Text block >>
Forgetting the Cavs now without LeBron, Golden State has played almost 8,000 more minutes and over 30 more games than any other team in the NBA since 2014-15. Only one franchise in NBA history has made five consecutive trips to the NBA Finals: the 1950-60s Boston Celtics (10 straight).
Three teams have had an opportunity to go five straight since. The Heat after LeBron left (we can use that as a bit of an outlier), the 1987-88 Celtics and the 1985-86 Lakers. Both teams lost in the Conference Finals, with neither actually being able to force a Game 7.
The 1987-88 Celtics lost to the Pistons, whom they beat twice in their four-year streak, and the 1985-86 Lakers lost to the Rockets in just five games (the Lakers came back to win the title the next season in 1986-87 and 1987-88).
I will go with history and bet on the fact Golden State gets nipped in the Conference Finals by a familiar foe. With a weaker bench, more miles and a tougher Western Conference for the Warriors, I’ll take the field here.
Bryan Mears: Milwaukee Bucks to win Central Division (+110)
This is a bet I'm interested in because I'm quite high on the Bucks — we mostly all are here at The Action Network — but also a little worried about the other favorite, the Indiana Pacers. The Bucks finished four games behind the Pacers and six behind the Cavaliers last season, but they've had some of the league's worst coaching over the past couple of years.
The addition of coach Mike Budenholzer, who will finally have them playing modern offensive and defensive schemes, will be huge. Plus, Giannis Antetokounmpo could very well turn into a LeBron-like force in the Eastern Conference as he approaches his prime. I'm buying all the Bucks stock this season.

Excerpts of bounding box data:
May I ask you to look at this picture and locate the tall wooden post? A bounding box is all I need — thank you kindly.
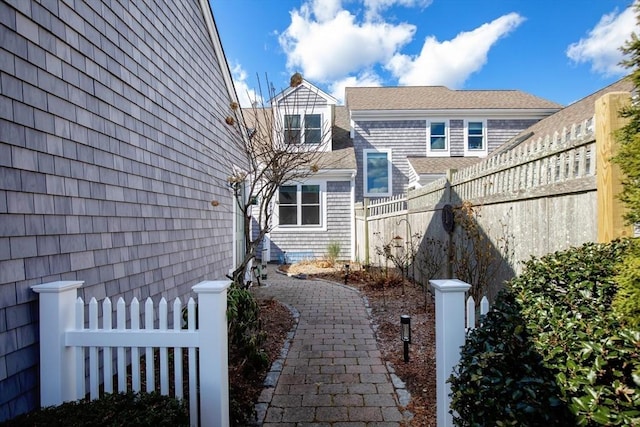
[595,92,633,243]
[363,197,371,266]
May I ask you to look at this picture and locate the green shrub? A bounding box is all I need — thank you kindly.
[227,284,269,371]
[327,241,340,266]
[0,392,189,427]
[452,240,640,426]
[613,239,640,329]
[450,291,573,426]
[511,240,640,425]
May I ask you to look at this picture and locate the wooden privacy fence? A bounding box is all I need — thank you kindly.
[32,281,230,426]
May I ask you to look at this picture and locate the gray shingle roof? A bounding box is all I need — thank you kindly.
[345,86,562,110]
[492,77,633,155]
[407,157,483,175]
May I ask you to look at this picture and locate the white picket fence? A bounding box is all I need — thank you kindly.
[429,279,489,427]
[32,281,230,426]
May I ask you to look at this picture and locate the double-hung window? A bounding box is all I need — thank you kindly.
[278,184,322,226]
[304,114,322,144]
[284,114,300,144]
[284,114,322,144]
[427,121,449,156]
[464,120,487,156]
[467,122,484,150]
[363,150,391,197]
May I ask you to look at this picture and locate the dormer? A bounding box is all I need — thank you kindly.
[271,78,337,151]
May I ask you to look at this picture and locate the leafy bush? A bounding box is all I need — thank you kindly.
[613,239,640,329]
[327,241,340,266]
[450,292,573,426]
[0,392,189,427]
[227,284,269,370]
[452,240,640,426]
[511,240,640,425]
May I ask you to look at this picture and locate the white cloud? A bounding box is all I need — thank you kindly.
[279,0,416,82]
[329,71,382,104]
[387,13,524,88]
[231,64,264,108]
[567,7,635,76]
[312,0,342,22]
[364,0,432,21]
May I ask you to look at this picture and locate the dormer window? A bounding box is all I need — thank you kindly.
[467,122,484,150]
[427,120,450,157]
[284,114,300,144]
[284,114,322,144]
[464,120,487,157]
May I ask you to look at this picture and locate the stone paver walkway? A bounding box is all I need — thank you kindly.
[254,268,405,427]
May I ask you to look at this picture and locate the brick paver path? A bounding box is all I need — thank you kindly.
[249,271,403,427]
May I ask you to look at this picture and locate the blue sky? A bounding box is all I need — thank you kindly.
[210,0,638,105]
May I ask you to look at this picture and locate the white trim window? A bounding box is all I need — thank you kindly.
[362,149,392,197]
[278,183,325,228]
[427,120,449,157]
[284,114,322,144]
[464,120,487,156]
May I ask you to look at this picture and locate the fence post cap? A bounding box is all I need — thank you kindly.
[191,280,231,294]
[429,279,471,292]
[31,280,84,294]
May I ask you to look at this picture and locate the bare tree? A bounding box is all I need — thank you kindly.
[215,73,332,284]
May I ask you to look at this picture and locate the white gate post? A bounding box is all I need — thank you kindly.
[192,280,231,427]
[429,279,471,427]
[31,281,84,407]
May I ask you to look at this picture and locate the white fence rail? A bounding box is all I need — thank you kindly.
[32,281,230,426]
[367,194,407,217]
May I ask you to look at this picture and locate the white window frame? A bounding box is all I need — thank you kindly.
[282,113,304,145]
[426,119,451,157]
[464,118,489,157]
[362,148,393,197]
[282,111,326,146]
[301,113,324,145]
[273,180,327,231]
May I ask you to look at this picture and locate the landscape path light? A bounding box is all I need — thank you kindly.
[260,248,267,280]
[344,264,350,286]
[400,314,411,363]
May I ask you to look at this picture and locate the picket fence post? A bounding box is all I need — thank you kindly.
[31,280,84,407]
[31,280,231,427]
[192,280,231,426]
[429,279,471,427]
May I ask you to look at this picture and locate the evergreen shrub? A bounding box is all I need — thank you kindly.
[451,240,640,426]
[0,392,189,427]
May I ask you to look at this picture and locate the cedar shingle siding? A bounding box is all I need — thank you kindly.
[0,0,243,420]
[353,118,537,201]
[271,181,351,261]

Problem to solve >>
Pick up the NBA betting preview from its last sentence and extend it with a few more sentences. None of the items are required for this work.

The result >>
And I'm a little pessimistic about the Pacers: They overperformed last season, and they got really hot shooting the ball. Before the New Year, Victor Oladipo was hitting a high percentage of pull-up 3s, and Darren Collison finished the season shooting nearly 47% from behind the arc. The Pacers don't have a modern offense — they ranked just 27th in 3-point rate on the year — so any regression in efficiency could hurt them.
Don't get me wrong: The Pacers will be feisty and disciplined — that's a recipe for a good chunk of wins in the East. But I think they'll trend a bit down, and I'm expecting a leap from the Bucks. I'll take plus money on my conviction here.
Matt Moore: Charlotte Hornets to win Southeast Division (+1200)
You cannot tell me a team with Kemba Walker, capable NBA veterans and a few good young guys (Miles Bridges has looked awesome in preseason) should be 12-1 to win a division when the favorites include not just the Wizards, but the Wizards with Dwight Howard, and the Heat, who don’t have a single player you can identify as “their best.”
That number’s just out of whack.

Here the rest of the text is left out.